> Text
Re-Time Pty Ltd
- Type: Private Company
- Industry: Healthcare
- Founded: 2011; 15 years ago
- Founders: Professor Leon Lack, Dr Helen Wright, Ben Olsen
- Headquarters: 18, Sherriffs Road, Lonsdale SA 5160 Australia, Australia
- Area served: Worldwide
- Key people: Nitin Goyal: COO, Director Bharat Garg: Director Sinead O'Connell: Director Puneet Saim: Director:
- Website: retimer.com.au

= Re-Timer Pty Ltd =

Re-Time Pty Ltd is a university-owned company headquartered in Australia which commercialize novel sleep devices from the research sector.

The company was founded in 2005 by Flinders University after the publication of a 2001 Flinders study showing green-blue light therapy was effective in the treatment of Circadian rhythm sleep disorders and Seasonal Affective Disorder.

The Chief Investigator was Professor Leon Lack. Originally from Stanford University, California, Lack moved to Flinders University in 1972.
Lack went on to publish three more peer-reviewed research articles in 2003, 2004 and 2007 covering light therapy to treat sleep disorders including Delayed sleep phase disorder and Jet lag syndrome. These studies would further demonstrate the efficacy of green-blue light therapy for in improving sleep.

Referring expression pointing data
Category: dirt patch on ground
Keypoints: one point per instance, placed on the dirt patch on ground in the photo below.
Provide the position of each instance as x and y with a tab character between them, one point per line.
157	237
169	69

> Requirement
Reproduce the complete Re-Time Pty Ltd text word for word, from its first line to its last.

> Worked solution
Re-Time Pty Ltd
- Type: Private Company
- Industry: Healthcare
- Founded: 2011; 15 years ago
- Founders: Professor Leon Lack, Dr Helen Wright, Ben Olsen
- Headquarters: 18, Sherriffs Road, Lonsdale SA 5160 Australia, Australia
- Area served: Worldwide
- Key people: Nitin Goyal: COO, Director Bharat Garg: Director Sinead O'Connell: Director Puneet Saim: Director:
- Website: retimer.com.au

= Re-Timer Pty Ltd =

Re-Time Pty Ltd is a university-owned company headquartered in Australia which commercialize novel sleep devices from the research sector.

The company was founded in 2005 by Flinders University after the publication of a 2001 Flinders study showing green-blue light therapy was effective in the treatment of Circadian rhythm sleep disorders and Seasonal Affective Disorder.

The Chief Investigator was Professor Leon Lack. Originally from Stanford University, California, Lack moved to Flinders University in 1972.
Lack went on to publish three more peer-reviewed research articles in 2003, 2004 and 2007 covering light therapy to treat sleep disorders including Delayed sleep phase disorder and Jet lag syndrome. These studies would further demonstrate the efficacy of green-blue light therapy for in improving sleep.